**MATERIAL SUPPLIED**
>>>>
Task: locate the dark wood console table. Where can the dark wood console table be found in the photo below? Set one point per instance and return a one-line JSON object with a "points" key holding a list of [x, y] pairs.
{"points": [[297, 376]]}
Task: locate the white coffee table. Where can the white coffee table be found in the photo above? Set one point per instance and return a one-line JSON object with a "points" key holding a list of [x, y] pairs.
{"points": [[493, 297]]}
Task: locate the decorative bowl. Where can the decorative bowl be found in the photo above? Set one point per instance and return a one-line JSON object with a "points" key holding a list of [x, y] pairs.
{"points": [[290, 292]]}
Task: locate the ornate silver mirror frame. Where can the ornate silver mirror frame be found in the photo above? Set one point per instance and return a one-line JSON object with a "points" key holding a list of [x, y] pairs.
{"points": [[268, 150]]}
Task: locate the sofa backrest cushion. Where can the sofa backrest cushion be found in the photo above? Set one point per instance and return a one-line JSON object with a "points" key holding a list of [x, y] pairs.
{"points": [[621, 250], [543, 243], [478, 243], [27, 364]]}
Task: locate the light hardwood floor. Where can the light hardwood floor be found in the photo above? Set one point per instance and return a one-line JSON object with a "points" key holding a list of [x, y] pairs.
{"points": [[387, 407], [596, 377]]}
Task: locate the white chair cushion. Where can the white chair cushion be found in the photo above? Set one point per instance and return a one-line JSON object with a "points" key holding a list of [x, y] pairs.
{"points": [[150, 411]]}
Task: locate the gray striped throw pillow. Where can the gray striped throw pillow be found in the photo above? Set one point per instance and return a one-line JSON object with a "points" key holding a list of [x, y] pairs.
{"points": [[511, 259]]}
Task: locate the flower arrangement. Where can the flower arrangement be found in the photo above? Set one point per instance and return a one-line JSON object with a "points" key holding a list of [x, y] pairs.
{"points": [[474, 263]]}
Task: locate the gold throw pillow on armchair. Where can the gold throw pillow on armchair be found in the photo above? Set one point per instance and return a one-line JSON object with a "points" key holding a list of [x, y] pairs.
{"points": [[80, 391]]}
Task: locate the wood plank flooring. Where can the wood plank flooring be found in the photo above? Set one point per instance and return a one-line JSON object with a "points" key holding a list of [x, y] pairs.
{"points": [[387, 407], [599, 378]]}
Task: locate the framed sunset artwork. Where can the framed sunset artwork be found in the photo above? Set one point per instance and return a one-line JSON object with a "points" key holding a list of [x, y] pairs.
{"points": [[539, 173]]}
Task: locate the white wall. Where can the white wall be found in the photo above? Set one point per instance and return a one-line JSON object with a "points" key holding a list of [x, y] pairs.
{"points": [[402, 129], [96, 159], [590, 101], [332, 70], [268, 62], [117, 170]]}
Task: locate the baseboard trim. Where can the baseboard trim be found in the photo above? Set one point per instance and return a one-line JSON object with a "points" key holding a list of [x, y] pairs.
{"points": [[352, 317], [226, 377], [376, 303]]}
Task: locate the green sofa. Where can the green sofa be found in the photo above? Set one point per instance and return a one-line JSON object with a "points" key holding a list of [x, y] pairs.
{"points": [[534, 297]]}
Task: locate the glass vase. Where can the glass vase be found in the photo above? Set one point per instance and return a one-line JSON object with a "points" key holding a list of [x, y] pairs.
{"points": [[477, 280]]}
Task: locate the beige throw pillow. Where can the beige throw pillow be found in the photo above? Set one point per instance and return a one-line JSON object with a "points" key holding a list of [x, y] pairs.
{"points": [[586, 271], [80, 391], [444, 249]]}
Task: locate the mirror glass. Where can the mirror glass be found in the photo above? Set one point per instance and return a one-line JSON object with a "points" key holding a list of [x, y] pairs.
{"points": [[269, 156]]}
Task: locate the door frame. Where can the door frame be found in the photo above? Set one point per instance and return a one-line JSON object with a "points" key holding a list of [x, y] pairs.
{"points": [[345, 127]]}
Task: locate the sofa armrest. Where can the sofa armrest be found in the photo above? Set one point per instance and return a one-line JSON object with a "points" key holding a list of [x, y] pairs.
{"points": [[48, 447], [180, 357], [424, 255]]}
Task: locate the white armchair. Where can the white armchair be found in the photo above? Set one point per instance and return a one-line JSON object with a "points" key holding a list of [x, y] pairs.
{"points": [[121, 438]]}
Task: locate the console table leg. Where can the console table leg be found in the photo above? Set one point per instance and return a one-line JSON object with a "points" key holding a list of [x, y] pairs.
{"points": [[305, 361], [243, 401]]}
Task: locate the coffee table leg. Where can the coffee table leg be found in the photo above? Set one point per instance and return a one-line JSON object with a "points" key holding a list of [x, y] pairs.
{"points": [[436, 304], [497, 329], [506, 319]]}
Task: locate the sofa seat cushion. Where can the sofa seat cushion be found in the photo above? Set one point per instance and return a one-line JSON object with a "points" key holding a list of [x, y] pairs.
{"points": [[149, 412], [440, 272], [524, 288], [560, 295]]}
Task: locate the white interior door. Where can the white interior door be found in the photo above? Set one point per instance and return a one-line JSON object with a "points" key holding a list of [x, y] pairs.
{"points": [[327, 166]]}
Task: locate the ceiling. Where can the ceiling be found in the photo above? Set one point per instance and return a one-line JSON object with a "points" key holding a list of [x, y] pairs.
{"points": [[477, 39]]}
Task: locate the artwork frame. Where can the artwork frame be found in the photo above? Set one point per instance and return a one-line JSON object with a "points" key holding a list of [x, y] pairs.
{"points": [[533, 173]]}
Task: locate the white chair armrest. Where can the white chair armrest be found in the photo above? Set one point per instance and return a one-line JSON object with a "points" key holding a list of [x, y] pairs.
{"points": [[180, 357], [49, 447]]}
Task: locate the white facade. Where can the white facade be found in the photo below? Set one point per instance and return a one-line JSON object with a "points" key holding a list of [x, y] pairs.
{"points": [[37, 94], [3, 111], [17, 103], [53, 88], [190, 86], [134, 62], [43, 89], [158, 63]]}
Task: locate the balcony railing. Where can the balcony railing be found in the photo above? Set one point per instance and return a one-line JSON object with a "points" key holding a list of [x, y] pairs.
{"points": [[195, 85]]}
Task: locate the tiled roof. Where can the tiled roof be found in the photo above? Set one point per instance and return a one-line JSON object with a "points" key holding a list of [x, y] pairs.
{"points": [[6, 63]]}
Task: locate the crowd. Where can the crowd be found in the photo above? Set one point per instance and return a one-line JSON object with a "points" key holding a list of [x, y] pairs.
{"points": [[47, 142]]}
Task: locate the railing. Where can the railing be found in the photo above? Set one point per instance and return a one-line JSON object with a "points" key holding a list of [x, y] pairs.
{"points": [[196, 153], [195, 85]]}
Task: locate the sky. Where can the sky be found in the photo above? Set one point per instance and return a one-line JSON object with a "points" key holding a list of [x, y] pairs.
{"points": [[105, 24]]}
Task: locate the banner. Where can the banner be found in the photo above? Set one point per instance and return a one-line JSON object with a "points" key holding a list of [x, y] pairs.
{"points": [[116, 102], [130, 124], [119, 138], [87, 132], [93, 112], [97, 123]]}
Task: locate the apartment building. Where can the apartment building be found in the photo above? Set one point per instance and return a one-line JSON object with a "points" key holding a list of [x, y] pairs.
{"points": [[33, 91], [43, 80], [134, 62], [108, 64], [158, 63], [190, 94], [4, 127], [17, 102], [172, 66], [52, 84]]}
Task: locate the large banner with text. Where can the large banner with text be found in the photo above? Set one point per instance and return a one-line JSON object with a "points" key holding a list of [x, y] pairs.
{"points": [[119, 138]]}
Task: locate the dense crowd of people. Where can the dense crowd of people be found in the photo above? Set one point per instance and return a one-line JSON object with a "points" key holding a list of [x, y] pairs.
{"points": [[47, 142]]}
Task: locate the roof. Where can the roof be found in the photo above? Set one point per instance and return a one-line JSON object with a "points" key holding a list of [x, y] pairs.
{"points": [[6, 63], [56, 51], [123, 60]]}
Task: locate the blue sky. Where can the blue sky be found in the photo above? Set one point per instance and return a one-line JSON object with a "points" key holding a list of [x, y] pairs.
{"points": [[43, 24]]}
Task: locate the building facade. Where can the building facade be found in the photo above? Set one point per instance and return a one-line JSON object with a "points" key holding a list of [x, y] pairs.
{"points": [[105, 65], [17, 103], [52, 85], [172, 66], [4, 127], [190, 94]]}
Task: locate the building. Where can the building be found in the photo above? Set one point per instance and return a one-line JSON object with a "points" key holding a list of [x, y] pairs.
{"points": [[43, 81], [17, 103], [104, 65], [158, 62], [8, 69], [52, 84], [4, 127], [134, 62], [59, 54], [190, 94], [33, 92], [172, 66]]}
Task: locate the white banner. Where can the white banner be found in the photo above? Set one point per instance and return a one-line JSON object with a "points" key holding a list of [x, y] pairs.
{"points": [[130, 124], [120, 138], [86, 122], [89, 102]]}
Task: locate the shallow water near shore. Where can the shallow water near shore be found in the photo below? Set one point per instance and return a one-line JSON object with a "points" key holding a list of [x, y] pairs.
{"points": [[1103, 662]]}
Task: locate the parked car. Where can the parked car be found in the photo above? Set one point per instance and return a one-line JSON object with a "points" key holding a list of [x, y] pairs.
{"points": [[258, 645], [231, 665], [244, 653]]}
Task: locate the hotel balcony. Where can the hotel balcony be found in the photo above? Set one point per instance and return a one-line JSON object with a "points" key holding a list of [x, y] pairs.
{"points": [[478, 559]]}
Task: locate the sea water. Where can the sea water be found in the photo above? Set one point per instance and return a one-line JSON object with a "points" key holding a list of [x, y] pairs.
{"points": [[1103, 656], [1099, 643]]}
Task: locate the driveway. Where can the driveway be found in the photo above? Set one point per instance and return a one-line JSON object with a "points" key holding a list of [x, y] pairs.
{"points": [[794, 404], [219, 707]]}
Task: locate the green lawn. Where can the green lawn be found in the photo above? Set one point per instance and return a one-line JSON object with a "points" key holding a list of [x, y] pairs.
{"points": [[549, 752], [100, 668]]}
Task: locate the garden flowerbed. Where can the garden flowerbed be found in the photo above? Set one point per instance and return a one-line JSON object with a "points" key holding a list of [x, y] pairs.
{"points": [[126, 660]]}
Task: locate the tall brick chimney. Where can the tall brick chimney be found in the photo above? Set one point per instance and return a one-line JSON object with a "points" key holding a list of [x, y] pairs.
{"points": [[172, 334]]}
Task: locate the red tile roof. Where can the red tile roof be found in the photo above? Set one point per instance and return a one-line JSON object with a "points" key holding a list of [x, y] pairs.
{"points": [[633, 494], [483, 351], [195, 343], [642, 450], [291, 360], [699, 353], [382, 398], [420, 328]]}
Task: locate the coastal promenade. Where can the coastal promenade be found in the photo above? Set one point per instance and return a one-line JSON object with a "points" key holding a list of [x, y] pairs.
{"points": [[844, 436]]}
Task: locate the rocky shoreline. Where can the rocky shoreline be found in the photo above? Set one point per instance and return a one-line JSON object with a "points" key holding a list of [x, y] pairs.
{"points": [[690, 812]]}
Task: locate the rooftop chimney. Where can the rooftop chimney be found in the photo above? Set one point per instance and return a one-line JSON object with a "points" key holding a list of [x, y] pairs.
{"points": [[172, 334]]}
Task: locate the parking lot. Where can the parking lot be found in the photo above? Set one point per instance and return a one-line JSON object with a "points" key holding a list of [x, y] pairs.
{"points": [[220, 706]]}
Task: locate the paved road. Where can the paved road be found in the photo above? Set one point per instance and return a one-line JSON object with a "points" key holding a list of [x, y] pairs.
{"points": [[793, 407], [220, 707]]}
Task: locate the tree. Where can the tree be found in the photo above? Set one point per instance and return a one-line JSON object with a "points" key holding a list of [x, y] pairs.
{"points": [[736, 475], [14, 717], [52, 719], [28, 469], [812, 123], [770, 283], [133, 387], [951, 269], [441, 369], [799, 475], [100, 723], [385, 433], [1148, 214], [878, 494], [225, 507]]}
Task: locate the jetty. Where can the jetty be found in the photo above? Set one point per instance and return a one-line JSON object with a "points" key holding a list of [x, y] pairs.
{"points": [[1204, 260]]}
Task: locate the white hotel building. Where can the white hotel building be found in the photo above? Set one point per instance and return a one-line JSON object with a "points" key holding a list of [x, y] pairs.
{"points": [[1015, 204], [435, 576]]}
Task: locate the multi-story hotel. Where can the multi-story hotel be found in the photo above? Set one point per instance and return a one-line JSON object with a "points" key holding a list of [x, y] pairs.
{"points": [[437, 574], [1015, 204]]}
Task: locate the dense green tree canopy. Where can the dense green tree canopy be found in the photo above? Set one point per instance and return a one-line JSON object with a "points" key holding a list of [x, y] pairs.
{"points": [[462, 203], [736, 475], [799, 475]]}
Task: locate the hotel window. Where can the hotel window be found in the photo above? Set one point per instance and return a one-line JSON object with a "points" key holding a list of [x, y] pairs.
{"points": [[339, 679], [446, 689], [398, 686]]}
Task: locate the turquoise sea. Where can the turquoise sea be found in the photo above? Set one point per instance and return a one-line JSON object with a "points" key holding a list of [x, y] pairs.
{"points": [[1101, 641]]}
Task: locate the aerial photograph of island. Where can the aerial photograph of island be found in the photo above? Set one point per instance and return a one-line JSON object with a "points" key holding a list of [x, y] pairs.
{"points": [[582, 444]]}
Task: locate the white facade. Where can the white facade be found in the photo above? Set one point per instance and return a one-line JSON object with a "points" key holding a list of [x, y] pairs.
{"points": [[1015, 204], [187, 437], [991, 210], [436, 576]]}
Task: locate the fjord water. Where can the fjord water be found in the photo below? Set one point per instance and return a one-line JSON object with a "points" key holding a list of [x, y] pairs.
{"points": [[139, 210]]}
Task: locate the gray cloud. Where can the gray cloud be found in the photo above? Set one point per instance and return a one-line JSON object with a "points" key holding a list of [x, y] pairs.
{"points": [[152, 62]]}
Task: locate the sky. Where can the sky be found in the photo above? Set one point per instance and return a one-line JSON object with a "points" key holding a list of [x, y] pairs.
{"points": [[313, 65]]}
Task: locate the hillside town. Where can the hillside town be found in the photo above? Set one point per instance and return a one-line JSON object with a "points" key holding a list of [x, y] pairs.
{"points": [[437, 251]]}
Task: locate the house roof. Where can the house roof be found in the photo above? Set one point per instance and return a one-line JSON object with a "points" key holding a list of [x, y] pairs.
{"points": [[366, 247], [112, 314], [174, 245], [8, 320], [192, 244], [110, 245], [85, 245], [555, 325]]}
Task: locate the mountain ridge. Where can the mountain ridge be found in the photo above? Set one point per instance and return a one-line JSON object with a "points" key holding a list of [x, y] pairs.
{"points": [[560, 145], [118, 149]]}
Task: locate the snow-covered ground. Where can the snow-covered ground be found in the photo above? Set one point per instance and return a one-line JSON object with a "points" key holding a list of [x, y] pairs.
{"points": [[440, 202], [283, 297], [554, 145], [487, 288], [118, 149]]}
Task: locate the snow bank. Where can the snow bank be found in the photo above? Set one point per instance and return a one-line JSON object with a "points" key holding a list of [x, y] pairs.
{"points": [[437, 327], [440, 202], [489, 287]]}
<<<<
**AIM OF THE EXERCISE**
Repeat, exactly and only, the lines above from the one containing "Task: locate the hillside" through the end of the material.

**RESULT**
Task: locate the hillside town. Where can the hillside town be found in the photo above? Set one point per instance and return a one-line JSON object with a "points" key holding a list of [x, y] pairs.
{"points": [[437, 251]]}
Task: locate the house roof. Where can the house roof be found in the photo above? Set one point per instance and return a one-line JSON object with a "points" key holding a list of [x, y] pairs.
{"points": [[366, 247], [112, 314], [174, 245], [8, 320], [192, 244], [110, 245], [85, 245], [555, 325]]}
Task: locate the mountain ridge. Where can the mountain ridge be found in the photo above? Set one point per instance and return a one-line JSON object with a "points" key holding a list of [x, y] pairs.
{"points": [[560, 145], [118, 149]]}
Task: locate the snow-covered ground. Where can the snow-covered ground be found in the photo above? Set one point per instance and return a one-line JSON object with a "points" key holding a list of [x, y] pairs.
{"points": [[440, 202], [283, 297], [554, 145], [487, 288], [118, 149]]}
Task: locate the snow bank. Where can the snow bank be found in the photo above? Set one point per instance and return a one-line JSON object with a "points" key holding a list of [x, y] pairs.
{"points": [[437, 327], [440, 202], [489, 287]]}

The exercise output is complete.